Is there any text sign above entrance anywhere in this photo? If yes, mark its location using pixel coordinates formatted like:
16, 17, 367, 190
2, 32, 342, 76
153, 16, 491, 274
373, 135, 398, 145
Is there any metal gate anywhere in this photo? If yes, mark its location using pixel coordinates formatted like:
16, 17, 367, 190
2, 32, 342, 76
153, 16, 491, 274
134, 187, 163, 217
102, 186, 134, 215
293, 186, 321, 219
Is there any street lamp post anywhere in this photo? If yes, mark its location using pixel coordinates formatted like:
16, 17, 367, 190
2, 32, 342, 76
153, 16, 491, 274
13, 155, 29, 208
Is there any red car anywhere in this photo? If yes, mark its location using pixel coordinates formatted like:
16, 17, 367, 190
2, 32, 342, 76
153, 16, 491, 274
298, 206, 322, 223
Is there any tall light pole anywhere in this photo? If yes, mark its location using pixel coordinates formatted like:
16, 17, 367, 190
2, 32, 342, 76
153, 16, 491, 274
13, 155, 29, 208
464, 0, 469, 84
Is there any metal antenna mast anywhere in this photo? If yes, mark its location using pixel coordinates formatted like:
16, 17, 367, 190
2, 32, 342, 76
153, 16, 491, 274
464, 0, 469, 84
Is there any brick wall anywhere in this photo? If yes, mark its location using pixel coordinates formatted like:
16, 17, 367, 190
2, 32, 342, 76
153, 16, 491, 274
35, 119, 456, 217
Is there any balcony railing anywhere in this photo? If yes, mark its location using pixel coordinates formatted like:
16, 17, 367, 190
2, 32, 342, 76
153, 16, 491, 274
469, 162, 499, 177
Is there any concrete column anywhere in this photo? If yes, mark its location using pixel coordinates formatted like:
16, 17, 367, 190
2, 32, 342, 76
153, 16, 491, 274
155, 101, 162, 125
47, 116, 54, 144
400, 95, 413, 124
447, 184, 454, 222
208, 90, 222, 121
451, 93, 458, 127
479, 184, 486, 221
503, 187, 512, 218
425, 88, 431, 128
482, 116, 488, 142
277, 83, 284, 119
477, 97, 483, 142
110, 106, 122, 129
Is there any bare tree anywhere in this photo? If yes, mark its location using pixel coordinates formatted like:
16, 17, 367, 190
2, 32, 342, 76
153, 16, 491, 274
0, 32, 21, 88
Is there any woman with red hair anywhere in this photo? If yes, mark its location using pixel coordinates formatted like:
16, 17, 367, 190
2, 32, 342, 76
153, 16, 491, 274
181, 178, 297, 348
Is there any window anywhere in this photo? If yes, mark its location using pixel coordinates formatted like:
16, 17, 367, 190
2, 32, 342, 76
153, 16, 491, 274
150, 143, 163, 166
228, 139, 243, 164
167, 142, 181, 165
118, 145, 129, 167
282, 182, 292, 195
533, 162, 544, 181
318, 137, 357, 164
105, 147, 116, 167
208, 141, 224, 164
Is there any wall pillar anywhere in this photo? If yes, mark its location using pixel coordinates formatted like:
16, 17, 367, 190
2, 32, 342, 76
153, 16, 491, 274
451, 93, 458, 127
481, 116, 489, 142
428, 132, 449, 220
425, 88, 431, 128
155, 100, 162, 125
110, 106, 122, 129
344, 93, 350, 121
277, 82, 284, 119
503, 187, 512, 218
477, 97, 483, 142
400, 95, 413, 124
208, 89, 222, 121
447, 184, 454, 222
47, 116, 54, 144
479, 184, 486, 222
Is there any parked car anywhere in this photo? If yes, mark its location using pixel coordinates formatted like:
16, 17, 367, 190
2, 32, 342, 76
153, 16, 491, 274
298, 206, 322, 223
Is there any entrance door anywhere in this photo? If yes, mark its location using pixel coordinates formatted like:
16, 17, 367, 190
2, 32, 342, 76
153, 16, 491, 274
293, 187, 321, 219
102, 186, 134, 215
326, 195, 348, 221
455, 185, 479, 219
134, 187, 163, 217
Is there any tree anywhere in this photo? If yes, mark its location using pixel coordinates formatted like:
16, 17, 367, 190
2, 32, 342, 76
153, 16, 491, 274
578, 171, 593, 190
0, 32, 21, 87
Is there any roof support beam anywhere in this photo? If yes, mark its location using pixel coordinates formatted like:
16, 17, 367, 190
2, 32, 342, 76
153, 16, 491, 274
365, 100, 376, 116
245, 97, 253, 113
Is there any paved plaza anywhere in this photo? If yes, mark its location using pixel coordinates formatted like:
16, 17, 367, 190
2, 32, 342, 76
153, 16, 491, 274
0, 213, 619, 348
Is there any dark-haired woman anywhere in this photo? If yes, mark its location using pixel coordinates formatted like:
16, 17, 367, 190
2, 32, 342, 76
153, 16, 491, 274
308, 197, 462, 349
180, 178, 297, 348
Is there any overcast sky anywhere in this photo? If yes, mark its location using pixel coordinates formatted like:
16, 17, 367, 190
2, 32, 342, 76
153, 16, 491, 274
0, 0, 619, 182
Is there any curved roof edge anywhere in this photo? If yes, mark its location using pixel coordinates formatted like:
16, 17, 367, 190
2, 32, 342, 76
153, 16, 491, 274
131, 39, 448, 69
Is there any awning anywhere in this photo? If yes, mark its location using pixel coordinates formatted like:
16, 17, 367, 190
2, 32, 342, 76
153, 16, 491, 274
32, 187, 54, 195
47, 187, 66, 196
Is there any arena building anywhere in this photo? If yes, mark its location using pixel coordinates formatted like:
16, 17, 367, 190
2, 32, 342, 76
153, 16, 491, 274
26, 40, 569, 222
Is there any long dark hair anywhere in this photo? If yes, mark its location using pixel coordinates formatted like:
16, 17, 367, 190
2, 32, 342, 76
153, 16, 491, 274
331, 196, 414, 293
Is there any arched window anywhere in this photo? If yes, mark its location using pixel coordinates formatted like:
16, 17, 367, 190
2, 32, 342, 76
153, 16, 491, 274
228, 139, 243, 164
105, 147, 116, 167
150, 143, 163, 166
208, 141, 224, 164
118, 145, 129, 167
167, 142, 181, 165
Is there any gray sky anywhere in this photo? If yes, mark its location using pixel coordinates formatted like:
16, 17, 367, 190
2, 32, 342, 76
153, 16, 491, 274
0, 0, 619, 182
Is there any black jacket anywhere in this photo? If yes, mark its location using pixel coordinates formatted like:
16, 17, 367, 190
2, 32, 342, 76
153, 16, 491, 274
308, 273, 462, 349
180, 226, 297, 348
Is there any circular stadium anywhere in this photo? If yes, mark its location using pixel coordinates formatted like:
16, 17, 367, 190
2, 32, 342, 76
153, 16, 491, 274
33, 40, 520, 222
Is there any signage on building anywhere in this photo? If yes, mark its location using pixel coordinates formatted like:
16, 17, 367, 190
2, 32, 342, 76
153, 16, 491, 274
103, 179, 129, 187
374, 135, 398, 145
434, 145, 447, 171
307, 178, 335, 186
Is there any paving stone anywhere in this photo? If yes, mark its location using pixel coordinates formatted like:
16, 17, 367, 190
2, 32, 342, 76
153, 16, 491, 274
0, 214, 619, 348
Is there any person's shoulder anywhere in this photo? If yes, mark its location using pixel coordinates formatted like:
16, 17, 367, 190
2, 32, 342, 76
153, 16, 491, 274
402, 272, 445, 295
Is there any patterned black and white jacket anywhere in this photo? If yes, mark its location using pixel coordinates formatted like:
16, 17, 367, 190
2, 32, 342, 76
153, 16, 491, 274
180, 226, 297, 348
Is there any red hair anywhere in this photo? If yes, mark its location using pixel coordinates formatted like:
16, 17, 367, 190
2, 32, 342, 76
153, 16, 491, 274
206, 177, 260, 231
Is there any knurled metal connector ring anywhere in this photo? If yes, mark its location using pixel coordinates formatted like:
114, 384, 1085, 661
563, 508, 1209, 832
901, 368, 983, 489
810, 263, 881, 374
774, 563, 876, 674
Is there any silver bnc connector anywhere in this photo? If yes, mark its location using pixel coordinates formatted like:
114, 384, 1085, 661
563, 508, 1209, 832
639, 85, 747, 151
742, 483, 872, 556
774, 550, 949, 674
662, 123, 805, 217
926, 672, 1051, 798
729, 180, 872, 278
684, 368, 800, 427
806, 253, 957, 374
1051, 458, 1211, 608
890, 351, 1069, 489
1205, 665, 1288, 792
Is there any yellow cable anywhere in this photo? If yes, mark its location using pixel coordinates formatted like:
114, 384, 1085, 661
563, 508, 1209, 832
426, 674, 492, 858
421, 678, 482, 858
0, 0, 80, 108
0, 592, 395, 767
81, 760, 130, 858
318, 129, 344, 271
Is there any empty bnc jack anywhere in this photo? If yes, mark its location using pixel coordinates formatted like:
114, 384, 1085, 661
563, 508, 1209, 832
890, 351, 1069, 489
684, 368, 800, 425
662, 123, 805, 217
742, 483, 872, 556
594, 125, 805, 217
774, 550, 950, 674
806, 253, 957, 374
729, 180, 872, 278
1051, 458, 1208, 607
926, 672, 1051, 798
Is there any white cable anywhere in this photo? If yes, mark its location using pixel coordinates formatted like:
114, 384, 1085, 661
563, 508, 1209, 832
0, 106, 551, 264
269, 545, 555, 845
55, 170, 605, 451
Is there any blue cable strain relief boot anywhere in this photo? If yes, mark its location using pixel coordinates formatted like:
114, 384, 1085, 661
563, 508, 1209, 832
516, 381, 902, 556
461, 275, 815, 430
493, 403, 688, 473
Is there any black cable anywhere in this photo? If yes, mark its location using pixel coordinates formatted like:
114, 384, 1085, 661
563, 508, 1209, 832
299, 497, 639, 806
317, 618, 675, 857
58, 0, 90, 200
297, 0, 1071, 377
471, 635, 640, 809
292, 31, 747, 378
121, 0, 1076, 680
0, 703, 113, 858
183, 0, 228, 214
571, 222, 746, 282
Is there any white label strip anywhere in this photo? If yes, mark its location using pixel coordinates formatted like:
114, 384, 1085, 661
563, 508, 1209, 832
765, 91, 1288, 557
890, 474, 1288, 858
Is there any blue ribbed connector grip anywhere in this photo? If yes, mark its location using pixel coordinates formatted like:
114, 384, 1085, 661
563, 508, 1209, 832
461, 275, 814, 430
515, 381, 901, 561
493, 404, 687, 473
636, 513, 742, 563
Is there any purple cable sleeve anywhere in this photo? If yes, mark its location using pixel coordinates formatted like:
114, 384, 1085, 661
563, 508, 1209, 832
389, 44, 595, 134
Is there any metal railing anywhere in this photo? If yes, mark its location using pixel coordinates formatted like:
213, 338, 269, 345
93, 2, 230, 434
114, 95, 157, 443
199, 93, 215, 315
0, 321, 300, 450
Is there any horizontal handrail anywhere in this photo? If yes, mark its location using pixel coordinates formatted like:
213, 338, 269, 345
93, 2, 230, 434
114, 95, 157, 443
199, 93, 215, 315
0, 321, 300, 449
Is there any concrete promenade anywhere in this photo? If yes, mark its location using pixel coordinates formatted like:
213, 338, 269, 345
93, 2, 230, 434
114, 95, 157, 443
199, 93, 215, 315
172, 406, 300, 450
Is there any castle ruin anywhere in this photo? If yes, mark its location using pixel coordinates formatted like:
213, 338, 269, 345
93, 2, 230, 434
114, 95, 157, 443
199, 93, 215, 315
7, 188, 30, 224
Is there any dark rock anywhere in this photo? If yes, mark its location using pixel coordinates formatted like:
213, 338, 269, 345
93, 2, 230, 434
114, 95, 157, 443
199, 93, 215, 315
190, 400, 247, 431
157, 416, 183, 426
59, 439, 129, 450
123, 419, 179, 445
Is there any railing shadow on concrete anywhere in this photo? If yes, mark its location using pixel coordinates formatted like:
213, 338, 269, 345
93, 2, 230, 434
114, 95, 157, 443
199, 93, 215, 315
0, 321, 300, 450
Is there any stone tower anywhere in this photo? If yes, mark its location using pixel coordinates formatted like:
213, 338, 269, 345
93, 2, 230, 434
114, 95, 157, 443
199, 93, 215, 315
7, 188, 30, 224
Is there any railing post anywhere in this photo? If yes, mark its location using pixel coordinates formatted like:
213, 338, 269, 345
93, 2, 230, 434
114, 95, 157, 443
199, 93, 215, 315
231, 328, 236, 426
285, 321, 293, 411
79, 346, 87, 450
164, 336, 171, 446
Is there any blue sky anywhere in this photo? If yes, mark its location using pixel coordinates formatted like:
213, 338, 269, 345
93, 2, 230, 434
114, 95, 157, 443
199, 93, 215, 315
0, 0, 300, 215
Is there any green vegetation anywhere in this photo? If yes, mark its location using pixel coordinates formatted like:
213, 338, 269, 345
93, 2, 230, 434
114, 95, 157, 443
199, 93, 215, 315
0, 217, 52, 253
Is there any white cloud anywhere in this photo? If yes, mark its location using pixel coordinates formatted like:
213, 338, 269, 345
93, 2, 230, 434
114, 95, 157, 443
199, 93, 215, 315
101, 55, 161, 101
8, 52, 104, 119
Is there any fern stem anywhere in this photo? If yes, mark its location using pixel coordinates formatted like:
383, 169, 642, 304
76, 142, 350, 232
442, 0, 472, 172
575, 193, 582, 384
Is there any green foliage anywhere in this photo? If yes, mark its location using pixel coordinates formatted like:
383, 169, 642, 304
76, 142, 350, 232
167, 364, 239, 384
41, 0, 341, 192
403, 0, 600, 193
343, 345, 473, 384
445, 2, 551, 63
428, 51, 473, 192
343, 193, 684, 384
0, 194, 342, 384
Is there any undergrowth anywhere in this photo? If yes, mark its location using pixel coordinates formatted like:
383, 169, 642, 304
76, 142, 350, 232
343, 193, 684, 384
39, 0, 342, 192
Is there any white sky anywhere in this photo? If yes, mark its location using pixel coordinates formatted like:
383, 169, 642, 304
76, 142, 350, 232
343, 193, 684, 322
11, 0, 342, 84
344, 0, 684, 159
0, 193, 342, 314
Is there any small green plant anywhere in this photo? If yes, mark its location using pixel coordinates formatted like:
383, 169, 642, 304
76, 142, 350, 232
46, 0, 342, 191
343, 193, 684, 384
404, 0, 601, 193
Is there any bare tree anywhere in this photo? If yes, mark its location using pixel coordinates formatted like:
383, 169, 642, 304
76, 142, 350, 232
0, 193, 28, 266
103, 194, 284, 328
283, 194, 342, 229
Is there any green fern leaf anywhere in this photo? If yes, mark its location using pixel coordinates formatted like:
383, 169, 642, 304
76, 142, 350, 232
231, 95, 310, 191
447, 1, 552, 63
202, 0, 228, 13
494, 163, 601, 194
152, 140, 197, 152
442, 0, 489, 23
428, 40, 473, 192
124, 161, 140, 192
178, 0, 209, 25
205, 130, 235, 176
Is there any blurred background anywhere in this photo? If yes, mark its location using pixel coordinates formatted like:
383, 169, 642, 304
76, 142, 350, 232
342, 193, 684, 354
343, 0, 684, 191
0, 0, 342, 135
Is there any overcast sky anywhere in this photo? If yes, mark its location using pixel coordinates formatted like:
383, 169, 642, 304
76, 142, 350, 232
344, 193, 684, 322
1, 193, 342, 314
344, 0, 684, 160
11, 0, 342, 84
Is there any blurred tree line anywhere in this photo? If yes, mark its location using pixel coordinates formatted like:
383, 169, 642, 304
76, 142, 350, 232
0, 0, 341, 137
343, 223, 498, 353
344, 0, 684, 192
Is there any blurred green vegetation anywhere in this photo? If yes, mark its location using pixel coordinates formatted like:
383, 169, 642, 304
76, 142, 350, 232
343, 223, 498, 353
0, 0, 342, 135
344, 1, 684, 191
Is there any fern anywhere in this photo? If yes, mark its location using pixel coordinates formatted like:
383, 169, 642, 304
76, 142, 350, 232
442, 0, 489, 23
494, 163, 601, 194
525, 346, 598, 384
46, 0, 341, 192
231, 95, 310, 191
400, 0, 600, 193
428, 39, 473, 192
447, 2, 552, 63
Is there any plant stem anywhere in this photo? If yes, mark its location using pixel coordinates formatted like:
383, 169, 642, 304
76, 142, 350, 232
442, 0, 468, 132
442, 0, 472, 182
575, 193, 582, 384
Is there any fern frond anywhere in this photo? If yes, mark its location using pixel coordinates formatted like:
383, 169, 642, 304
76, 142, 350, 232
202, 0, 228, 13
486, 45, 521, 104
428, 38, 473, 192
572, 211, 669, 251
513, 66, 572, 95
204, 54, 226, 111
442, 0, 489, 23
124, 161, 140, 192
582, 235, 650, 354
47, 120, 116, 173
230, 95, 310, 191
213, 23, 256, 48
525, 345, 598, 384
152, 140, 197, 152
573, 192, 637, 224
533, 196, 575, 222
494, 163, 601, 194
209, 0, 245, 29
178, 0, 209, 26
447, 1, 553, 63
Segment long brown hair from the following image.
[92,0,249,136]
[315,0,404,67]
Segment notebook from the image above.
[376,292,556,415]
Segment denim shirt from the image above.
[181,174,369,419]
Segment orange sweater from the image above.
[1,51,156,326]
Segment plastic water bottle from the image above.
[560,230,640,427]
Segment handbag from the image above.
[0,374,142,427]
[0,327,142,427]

=====

* GIVEN TASK *
Copy out everything above from the line containing "Is there any knurled" down to the line containing "1205, 665, 1288, 792", both of those lines included, keeping every entry's wording and format samples as they are. Offset each answer's bounding box coordinates by adding 83 to every number.

* PROBLEM SOLUTION *
Is there any knurled metal connector ring anywhere in this photo? If yes, mark its location using pixel coordinates formatted like:
114, 384, 1085, 661
563, 508, 1209, 832
984, 451, 1066, 572
893, 346, 964, 457
857, 646, 959, 757
Is there any silver bnc connector anywhere in this photo? If yes, mark its location using pixel coordinates formatted like:
114, 384, 1085, 661
563, 508, 1209, 832
722, 168, 830, 234
825, 566, 955, 639
857, 633, 1032, 757
745, 206, 888, 300
1009, 755, 1134, 881
812, 263, 955, 361
767, 451, 883, 510
889, 336, 1040, 457
1134, 541, 1294, 691
973, 434, 1152, 572
1288, 748, 1371, 875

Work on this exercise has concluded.